EXERCISE AIM: All lines from the line containing "of the bathroom" up to and including the last line of the listing below should be echoed exactly; no other lines belong in the response.

Dataset records:
=-=-=-=-=
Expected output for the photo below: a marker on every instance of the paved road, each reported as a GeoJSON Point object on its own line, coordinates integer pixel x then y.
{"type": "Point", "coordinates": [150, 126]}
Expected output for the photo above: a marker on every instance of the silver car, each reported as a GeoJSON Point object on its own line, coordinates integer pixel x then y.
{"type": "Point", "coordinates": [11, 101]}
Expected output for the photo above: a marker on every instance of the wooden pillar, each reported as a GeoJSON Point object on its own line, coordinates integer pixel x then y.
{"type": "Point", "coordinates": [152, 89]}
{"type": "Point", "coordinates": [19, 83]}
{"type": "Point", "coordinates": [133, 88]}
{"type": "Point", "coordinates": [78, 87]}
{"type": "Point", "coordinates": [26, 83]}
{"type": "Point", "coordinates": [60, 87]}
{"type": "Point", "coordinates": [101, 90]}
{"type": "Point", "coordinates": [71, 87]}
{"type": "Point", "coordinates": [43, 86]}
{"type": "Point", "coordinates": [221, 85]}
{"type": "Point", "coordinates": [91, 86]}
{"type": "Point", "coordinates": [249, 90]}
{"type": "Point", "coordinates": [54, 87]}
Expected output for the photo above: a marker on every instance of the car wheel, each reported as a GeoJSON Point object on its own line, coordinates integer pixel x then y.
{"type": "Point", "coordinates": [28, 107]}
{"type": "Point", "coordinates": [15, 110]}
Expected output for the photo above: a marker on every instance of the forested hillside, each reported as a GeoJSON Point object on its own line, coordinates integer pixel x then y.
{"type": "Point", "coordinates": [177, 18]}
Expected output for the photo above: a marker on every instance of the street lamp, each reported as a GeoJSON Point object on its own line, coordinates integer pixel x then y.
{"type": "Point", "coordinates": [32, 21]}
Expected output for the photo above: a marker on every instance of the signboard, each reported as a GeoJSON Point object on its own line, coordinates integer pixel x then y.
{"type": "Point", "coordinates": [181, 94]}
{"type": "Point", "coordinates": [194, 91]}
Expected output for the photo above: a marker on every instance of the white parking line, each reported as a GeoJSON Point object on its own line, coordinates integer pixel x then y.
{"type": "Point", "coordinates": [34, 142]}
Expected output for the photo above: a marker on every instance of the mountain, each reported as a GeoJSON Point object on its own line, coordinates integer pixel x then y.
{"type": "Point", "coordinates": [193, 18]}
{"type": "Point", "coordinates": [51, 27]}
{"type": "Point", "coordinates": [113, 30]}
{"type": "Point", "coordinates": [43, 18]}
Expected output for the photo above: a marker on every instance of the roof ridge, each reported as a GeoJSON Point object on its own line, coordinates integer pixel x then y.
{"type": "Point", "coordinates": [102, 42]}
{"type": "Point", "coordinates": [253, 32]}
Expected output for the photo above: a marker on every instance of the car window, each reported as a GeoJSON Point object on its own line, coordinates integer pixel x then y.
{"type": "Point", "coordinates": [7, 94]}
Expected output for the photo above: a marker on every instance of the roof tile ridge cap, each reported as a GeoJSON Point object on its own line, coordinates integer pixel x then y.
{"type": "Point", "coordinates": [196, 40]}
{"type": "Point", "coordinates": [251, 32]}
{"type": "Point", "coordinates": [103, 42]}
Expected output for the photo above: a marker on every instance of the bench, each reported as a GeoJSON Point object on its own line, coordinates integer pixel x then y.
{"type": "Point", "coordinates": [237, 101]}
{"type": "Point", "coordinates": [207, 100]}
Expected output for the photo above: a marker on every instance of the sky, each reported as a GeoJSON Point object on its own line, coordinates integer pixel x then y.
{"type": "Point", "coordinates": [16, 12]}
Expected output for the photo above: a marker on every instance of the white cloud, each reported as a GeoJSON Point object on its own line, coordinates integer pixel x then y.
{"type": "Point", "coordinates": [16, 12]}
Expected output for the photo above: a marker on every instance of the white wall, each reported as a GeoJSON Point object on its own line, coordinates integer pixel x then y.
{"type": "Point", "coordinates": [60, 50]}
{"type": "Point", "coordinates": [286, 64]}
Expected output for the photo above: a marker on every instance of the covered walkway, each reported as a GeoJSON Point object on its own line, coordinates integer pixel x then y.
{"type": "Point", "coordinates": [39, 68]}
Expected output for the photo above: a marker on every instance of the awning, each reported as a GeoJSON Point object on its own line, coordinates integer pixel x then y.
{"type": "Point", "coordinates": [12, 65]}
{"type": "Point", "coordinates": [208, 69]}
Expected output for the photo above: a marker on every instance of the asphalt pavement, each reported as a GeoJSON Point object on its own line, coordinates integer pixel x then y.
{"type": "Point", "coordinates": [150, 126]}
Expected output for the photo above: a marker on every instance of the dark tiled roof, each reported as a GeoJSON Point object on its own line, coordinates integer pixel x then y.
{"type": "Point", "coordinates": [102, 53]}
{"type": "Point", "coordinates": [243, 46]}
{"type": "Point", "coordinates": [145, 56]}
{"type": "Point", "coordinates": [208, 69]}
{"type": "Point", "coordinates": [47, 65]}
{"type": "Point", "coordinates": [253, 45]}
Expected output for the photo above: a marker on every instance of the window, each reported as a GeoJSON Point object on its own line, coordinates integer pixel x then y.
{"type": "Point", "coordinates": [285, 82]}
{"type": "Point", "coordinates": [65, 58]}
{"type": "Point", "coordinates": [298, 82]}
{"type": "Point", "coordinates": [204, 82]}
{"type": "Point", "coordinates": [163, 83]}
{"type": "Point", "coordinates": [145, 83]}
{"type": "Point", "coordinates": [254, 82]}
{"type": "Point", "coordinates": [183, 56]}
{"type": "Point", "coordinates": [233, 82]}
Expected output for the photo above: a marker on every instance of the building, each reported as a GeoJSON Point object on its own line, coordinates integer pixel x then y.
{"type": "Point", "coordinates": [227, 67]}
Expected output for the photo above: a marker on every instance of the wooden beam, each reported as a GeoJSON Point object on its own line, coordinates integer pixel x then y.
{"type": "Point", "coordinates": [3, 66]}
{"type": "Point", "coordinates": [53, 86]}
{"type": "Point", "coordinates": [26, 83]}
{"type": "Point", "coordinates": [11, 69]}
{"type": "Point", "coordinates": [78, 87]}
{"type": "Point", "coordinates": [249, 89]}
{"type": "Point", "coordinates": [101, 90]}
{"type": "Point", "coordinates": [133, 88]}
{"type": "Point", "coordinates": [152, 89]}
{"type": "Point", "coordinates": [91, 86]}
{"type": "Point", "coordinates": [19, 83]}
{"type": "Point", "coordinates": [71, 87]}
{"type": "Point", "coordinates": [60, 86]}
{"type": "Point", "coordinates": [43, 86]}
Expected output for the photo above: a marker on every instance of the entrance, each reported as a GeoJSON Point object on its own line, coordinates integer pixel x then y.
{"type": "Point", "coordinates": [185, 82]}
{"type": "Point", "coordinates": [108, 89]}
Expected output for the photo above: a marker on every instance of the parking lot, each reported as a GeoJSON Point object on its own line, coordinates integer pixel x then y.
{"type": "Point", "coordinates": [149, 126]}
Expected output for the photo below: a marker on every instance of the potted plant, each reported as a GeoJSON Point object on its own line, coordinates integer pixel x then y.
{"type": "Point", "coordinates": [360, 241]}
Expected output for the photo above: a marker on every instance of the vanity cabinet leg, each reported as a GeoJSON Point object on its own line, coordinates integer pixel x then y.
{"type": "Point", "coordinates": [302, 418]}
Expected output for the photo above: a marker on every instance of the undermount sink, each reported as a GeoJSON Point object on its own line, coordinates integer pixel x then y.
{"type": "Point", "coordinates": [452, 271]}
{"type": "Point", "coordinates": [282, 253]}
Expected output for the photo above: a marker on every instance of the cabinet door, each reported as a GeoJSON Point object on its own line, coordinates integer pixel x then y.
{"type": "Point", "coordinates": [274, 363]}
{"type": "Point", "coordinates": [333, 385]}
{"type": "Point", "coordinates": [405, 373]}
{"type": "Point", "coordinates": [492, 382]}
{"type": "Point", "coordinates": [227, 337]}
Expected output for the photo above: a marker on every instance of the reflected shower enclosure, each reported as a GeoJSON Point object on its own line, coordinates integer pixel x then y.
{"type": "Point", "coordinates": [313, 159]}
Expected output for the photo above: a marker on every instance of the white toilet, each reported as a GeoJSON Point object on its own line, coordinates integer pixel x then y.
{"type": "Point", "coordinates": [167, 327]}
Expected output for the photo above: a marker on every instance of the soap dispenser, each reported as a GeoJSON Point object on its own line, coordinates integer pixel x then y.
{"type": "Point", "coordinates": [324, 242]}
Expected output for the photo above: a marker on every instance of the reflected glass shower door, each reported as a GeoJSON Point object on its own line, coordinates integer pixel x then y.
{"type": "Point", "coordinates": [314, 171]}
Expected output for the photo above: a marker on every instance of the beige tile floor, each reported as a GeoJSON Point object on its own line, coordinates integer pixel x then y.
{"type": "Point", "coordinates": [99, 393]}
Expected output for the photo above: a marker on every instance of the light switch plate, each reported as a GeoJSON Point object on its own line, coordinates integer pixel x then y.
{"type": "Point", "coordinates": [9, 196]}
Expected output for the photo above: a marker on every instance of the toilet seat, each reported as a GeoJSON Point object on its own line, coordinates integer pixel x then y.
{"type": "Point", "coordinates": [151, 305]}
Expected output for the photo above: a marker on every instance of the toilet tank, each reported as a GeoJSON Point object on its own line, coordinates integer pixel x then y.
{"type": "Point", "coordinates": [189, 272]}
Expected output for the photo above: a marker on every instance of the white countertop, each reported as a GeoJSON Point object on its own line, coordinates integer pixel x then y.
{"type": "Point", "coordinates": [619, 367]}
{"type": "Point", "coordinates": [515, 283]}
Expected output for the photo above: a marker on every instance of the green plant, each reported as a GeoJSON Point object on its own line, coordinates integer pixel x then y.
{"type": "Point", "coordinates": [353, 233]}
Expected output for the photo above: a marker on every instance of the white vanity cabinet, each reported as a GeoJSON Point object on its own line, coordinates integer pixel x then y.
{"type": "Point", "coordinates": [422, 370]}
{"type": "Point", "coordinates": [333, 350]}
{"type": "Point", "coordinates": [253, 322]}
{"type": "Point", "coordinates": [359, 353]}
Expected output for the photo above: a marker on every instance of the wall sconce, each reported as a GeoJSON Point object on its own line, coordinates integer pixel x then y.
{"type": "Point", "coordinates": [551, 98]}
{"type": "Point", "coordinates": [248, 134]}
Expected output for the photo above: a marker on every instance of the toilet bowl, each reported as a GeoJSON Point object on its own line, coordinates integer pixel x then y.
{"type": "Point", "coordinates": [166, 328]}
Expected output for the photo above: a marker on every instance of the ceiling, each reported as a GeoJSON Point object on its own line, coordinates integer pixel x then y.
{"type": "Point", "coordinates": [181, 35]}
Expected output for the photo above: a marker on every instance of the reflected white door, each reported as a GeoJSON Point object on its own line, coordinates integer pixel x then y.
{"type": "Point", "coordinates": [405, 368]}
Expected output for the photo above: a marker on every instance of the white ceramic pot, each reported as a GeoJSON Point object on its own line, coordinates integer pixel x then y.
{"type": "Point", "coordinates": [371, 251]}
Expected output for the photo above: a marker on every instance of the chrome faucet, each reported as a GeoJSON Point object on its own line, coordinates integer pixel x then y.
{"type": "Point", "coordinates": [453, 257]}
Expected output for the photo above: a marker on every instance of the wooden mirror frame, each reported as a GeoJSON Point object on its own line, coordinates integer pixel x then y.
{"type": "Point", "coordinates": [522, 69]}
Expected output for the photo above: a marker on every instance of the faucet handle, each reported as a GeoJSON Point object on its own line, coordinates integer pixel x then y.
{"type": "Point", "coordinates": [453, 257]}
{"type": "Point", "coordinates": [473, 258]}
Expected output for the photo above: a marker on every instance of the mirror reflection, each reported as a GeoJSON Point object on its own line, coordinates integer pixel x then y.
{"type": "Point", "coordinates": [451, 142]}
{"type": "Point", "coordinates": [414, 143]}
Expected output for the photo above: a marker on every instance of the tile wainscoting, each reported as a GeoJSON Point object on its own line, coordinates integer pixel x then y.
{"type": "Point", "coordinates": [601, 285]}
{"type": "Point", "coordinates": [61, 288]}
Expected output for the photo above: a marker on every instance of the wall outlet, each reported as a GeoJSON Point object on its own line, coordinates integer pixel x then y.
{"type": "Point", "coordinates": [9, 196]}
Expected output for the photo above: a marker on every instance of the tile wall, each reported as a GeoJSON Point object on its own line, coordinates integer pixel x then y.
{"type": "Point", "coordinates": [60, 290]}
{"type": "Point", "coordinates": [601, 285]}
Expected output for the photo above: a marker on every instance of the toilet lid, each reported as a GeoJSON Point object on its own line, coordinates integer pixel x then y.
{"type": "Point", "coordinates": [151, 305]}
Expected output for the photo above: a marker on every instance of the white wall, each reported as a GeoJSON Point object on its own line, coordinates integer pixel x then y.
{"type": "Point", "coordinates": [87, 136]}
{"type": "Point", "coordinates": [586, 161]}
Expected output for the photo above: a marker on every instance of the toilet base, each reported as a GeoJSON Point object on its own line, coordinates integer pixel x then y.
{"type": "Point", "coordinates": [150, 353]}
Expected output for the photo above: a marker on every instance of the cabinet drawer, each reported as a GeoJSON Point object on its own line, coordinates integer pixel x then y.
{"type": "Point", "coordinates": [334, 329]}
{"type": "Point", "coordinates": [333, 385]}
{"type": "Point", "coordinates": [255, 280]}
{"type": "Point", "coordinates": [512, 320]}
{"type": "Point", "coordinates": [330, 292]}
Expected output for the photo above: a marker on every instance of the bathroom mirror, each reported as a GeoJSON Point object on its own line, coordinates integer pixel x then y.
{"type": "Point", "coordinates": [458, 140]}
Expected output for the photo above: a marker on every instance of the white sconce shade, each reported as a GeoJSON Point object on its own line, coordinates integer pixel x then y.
=-=-=-=-=
ANSWER TO THIS EXERCISE:
Expected output for the photo above: a marker on every instance of the bathroom mirror, each reported as a GeoJSON Point object on its own line, coordinates integer pixel x then y.
{"type": "Point", "coordinates": [458, 140]}
Expected output for the photo above: a marker on every instance of the white sconce shade, each reported as a GeoJSON Point object on its own line, coordinates integer pixel x then y.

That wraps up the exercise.